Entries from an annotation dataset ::
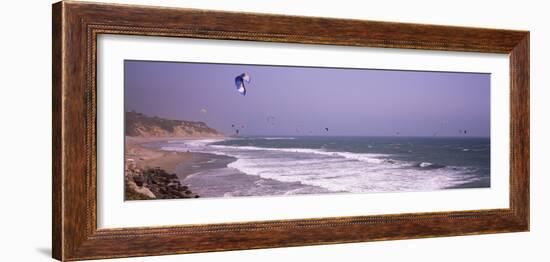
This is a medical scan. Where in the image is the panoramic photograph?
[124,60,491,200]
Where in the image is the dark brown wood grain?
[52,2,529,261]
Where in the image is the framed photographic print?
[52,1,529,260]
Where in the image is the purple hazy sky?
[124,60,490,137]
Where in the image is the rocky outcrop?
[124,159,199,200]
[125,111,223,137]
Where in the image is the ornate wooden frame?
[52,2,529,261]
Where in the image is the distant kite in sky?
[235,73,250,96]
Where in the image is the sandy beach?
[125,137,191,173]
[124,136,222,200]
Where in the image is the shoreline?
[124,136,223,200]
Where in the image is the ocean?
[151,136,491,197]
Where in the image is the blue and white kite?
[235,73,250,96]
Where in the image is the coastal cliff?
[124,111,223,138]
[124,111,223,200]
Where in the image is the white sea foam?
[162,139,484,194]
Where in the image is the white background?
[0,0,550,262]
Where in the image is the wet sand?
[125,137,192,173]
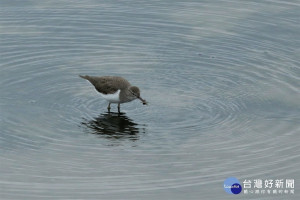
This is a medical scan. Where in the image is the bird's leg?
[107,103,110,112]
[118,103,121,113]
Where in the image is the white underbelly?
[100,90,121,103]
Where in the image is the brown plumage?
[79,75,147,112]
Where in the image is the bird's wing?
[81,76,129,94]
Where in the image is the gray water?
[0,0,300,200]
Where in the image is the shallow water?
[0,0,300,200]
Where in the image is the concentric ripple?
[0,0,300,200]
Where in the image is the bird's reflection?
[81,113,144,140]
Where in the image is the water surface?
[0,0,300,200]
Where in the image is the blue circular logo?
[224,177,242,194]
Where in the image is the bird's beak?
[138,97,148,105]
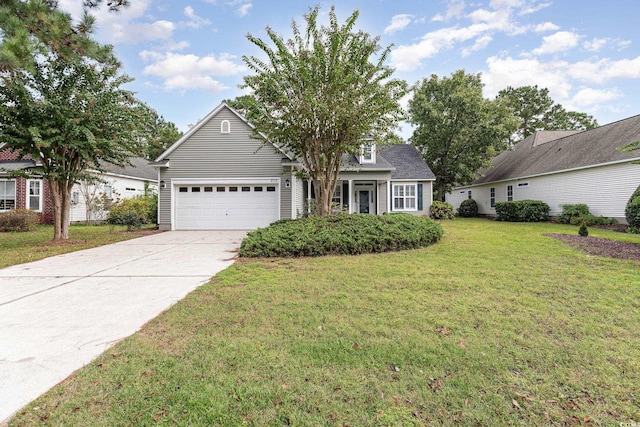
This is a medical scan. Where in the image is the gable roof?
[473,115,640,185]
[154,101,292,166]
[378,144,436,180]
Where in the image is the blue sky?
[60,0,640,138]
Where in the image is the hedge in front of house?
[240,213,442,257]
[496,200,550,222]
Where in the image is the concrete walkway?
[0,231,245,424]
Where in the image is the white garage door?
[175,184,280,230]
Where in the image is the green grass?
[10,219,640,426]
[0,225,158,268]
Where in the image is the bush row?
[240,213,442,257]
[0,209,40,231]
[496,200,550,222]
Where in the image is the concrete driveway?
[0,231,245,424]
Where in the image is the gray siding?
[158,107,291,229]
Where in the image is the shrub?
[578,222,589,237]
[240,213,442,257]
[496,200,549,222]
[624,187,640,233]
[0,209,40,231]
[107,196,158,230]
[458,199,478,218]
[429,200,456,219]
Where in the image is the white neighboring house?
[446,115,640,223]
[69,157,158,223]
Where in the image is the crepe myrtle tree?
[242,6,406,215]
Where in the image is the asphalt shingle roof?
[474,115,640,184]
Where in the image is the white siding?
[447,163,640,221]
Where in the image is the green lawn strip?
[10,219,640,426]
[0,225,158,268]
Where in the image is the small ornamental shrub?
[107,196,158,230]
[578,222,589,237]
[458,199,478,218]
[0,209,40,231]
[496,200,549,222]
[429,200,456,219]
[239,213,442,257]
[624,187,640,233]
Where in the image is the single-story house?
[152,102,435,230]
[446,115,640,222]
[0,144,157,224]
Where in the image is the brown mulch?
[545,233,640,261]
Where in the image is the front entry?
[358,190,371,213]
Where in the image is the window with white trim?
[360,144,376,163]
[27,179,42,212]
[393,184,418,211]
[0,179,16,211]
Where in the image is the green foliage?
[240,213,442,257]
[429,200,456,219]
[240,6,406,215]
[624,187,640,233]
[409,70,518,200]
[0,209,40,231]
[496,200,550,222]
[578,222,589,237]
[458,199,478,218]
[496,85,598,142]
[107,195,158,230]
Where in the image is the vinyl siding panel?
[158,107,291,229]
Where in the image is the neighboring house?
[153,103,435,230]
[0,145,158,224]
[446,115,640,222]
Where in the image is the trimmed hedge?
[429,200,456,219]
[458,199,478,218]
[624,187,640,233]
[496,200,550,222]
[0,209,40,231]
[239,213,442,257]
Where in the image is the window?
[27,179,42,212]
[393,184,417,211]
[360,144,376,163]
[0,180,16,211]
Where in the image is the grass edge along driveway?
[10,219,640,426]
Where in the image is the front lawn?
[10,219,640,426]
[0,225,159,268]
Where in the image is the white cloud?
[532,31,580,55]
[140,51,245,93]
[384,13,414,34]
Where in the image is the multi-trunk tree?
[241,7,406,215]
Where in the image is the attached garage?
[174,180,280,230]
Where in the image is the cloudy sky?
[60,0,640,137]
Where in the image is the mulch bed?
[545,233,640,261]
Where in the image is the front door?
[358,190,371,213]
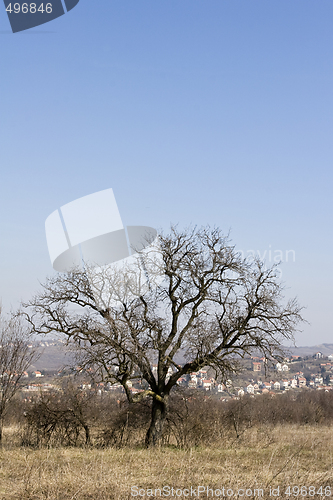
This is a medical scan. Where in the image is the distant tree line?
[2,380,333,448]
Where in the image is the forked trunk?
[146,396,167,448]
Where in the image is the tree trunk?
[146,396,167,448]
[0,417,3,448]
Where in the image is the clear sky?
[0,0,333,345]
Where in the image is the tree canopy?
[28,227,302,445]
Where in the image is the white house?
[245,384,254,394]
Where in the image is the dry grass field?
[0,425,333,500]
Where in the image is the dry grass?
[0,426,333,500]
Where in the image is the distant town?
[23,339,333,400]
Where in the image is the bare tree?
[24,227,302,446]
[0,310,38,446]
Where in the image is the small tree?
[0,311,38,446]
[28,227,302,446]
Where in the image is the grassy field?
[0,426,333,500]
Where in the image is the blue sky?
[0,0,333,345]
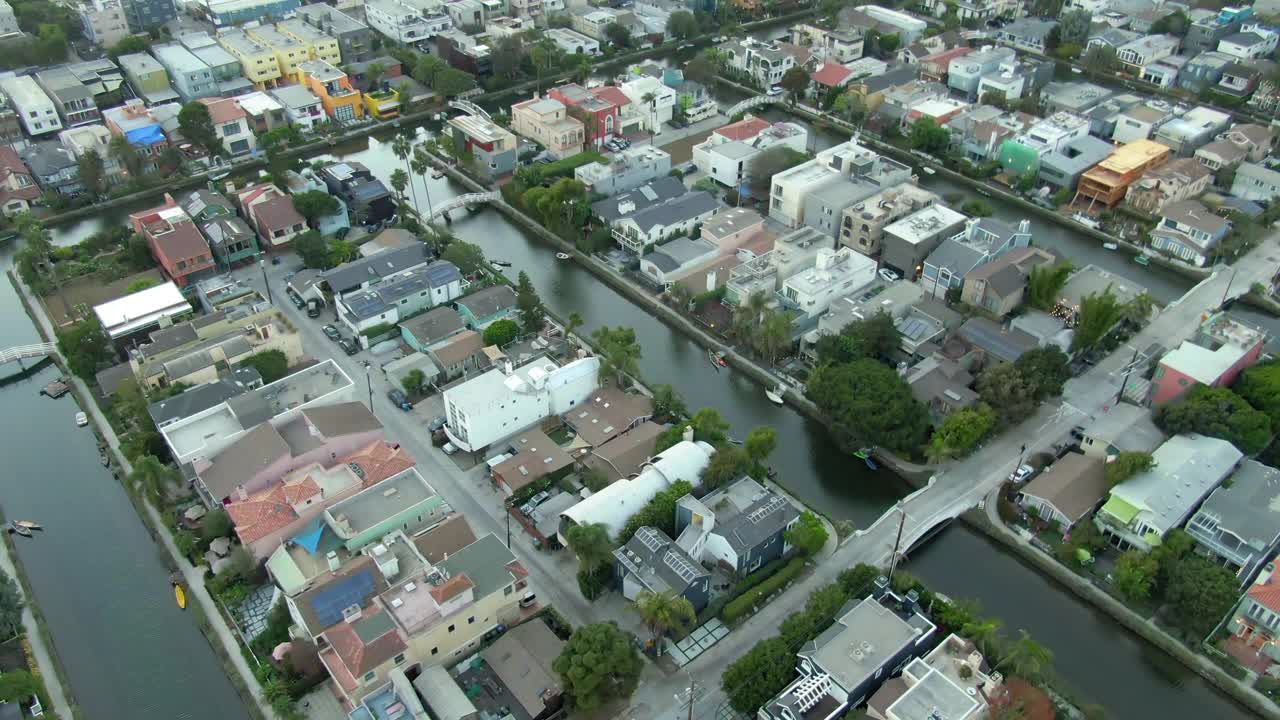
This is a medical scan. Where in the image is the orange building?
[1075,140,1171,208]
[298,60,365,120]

What you are asked to do :: Rewrite the data from the line containing "Where in the image is the attached garage?" through the end, inclusive, replacing "cloudy sky" with "overcast sky" and leaving everything else unchanged. Omit the pictures from your answer.

Response to the task ::
Where in the image is the attached garage?
[174,180,280,230]
Where in the image is the overcast sky?
[60,0,640,137]
Where in the image is the mulch bed?
[545,233,640,261]
Where in the image is the front door?
[358,190,371,213]
This is a medical scan. Where in the image is the distant tree line?
[2,380,333,448]
Where in the image is the forked trunk?
[146,396,167,448]
Where in the image is the tree trunk?
[146,396,167,448]
[0,417,3,448]
Where in the image is the clear sky?
[0,0,333,345]
Where in the image is the tree canopy?
[28,227,302,445]
Where in the image is the white house?
[245,384,254,394]
Where in the image is the dry grass field?
[0,425,333,500]
Where in the image is the dry grass?
[0,426,333,500]
Where in the image is the distant town?
[23,339,333,400]
Where in the image is the bare tree?
[24,227,302,446]
[0,310,38,446]
Where in the image is the small tree?
[0,311,38,446]
[28,227,302,446]
Where in the image is the grassy field?
[0,426,333,500]
Where in the image is the blue sky?
[0,0,333,345]
This is a medical scan. Where in the image is the orange building?
[1075,140,1171,208]
[298,60,365,120]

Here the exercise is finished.